> What the task asks
Return the material word for word. Do not include the pictures.

> Pointing dataset records
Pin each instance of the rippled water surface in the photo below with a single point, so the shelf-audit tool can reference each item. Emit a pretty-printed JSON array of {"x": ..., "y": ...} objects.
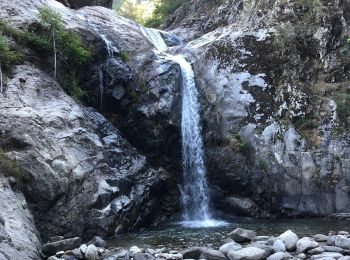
[{"x": 176, "y": 236}]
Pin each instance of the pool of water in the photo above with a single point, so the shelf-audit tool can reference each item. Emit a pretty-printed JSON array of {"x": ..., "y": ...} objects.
[{"x": 177, "y": 236}]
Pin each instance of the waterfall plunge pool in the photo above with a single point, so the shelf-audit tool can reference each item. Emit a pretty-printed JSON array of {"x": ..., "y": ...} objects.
[{"x": 177, "y": 236}]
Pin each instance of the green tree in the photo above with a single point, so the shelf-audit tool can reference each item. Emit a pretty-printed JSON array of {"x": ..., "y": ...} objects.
[
  {"x": 164, "y": 9},
  {"x": 7, "y": 57}
]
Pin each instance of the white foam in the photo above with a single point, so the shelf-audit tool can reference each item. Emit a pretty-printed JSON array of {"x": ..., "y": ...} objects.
[{"x": 208, "y": 223}]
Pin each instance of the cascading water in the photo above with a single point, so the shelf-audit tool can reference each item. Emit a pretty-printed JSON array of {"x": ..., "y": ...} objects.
[
  {"x": 110, "y": 50},
  {"x": 194, "y": 191}
]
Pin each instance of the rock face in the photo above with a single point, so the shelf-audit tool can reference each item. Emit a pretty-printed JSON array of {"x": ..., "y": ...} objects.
[
  {"x": 270, "y": 85},
  {"x": 76, "y": 4},
  {"x": 79, "y": 174}
]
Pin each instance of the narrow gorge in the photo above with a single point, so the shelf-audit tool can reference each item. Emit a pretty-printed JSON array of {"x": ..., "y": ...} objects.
[{"x": 221, "y": 135}]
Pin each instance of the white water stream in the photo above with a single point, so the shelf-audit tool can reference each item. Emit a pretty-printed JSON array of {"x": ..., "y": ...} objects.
[{"x": 194, "y": 190}]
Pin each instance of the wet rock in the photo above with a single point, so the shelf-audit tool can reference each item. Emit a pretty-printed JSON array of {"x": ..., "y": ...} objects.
[
  {"x": 124, "y": 254},
  {"x": 342, "y": 241},
  {"x": 333, "y": 249},
  {"x": 261, "y": 238},
  {"x": 301, "y": 256},
  {"x": 61, "y": 245},
  {"x": 99, "y": 242},
  {"x": 316, "y": 251},
  {"x": 320, "y": 238},
  {"x": 143, "y": 256},
  {"x": 279, "y": 256},
  {"x": 305, "y": 244},
  {"x": 77, "y": 253},
  {"x": 279, "y": 246},
  {"x": 290, "y": 240},
  {"x": 91, "y": 253},
  {"x": 240, "y": 206},
  {"x": 83, "y": 248},
  {"x": 242, "y": 235},
  {"x": 231, "y": 246},
  {"x": 211, "y": 254},
  {"x": 326, "y": 255},
  {"x": 135, "y": 250},
  {"x": 192, "y": 253},
  {"x": 250, "y": 253}
]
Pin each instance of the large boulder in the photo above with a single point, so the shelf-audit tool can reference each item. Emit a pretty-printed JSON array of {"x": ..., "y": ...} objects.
[
  {"x": 305, "y": 244},
  {"x": 231, "y": 246},
  {"x": 242, "y": 235},
  {"x": 52, "y": 248},
  {"x": 290, "y": 239},
  {"x": 249, "y": 253}
]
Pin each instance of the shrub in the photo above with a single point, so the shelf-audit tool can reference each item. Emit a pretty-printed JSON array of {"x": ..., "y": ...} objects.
[{"x": 163, "y": 10}]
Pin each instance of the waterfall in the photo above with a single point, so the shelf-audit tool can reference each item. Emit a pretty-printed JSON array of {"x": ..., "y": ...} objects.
[
  {"x": 194, "y": 190},
  {"x": 110, "y": 50}
]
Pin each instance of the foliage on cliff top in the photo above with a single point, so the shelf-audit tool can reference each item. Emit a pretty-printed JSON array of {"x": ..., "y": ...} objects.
[{"x": 164, "y": 9}]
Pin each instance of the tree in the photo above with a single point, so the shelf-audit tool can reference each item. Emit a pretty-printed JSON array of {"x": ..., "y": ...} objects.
[
  {"x": 164, "y": 9},
  {"x": 7, "y": 57},
  {"x": 53, "y": 21}
]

> Response for this exercise
Pin each instance of the rippled water surface in the photo below with a single point, so the shelf-audit tool can reference each item. Emit a pretty-printed JSON array of {"x": ..., "y": ...} objects.
[{"x": 176, "y": 236}]
Pin each instance of the pool of water in the photo above with a single point, so the shelf-audit tool can reference each item. Emit a pretty-printed JSON array of {"x": ..., "y": ...} objects.
[{"x": 177, "y": 236}]
Pin each instance of the waterfall plunge pool in the photo above with a single point, so the shelf-audit tool can reference each item. Emit a pretty-printed JSON array of {"x": ..., "y": ...} objects.
[{"x": 177, "y": 236}]
Pin each instance of the green tree in the photo above with a single point, so the shelf-audit tool can reference each item. Emit a pretty-printed JSON array of {"x": ..., "y": ...} objects.
[
  {"x": 164, "y": 9},
  {"x": 7, "y": 57}
]
Pin each instance of the white foam in the photo above with a single point, so the shelf-audit tool can reference each item. Emit a pretty-printed JSON array of {"x": ..., "y": ...} objects.
[{"x": 208, "y": 223}]
Pin each instance of the cascading water in the photo above with a single point, so the shelf-audit tool can reference each item. Emit a pretty-printed JSON array of {"x": ..., "y": ...} objects.
[
  {"x": 110, "y": 50},
  {"x": 194, "y": 191}
]
Pin each instance of the rock face in the photo above with a single point, so the shelf-audit tool can reference each item. Emit a pretty-printed JSON array of {"x": ..., "y": ...} objects.
[
  {"x": 270, "y": 85},
  {"x": 76, "y": 4},
  {"x": 79, "y": 174}
]
Pin each instance of the narrow gorge in the photo above with a single point, so the shelf-audit tool can reference each item. Emit a pretty-printed JSON array of {"x": ..., "y": ...} objects.
[{"x": 221, "y": 135}]
Pin each instance of the white water stream in the photo above with a single point, so the shelf-audit tool can reference each item. Emit a pretty-printed JSON array of {"x": ..., "y": ...} objects.
[{"x": 194, "y": 190}]
Pin each instance of the wet rock in the photo above with a single point, so the shelf-audit tool can reference each item. Emit a pretty-printed JSON array of {"x": ..., "y": ...} objects.
[
  {"x": 124, "y": 254},
  {"x": 342, "y": 241},
  {"x": 333, "y": 249},
  {"x": 261, "y": 238},
  {"x": 301, "y": 256},
  {"x": 61, "y": 245},
  {"x": 99, "y": 242},
  {"x": 316, "y": 251},
  {"x": 320, "y": 238},
  {"x": 143, "y": 256},
  {"x": 279, "y": 256},
  {"x": 305, "y": 244},
  {"x": 77, "y": 253},
  {"x": 279, "y": 246},
  {"x": 290, "y": 240},
  {"x": 91, "y": 253},
  {"x": 240, "y": 206},
  {"x": 83, "y": 248},
  {"x": 242, "y": 235},
  {"x": 231, "y": 246},
  {"x": 211, "y": 254},
  {"x": 326, "y": 255},
  {"x": 135, "y": 250},
  {"x": 192, "y": 253},
  {"x": 250, "y": 253}
]
Pin each instance of the large boulder in the photo above with a single point, so the shelf-audit tool can reference each item. Emit a pretty-printed JSON array of {"x": ..., "y": ...} objects.
[
  {"x": 305, "y": 244},
  {"x": 231, "y": 246},
  {"x": 242, "y": 235},
  {"x": 52, "y": 248},
  {"x": 290, "y": 239},
  {"x": 249, "y": 253}
]
Pin each instance of the shrub in the photo above with a single point, so the shelf-audit tool can reference each item. Emit a pretty-printed JSON array of {"x": ..., "y": ...} objects.
[{"x": 163, "y": 10}]
Pin each instance of the waterfall in the photo above with a single point, so the shelf-audit tool can reference each item. Emit a pretty-printed JSON array of {"x": ..., "y": ...} objects.
[
  {"x": 194, "y": 190},
  {"x": 110, "y": 50}
]
Pin each instance of the foliage on cliff top in the photo above with a single point, so the shelf-audit tool can reference each item. Emit a pretty-printed JSON array of {"x": ..., "y": ...} objects.
[{"x": 164, "y": 9}]
Pin each instance of the tree in the photo above with a single point, so the shelf-audit tool can reference each item. Emit a pretty-printed JSON array of {"x": ..., "y": ...} objects.
[
  {"x": 164, "y": 9},
  {"x": 7, "y": 57},
  {"x": 53, "y": 21}
]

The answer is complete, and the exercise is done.